#### EXERCISE BRIEF
Locate each line of the listing below that contains the string "trunk", and copy those lines out.

╭─ GIVEN DATA

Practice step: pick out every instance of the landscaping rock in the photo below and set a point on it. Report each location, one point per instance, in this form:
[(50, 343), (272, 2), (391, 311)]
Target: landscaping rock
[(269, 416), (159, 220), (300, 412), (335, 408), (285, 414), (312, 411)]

╰─
╭─ GIVEN DATA

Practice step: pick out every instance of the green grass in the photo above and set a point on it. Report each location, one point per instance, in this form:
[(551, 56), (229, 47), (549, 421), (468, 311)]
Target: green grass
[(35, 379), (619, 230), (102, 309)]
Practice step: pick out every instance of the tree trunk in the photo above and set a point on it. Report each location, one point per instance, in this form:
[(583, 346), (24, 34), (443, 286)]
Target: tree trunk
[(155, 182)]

╰─

#### TASK ANSWER
Practice step: pick out every instance of the tree trunk in the photo above and set a point on it. Report each location, one point per instance, in this form:
Target: tree trunk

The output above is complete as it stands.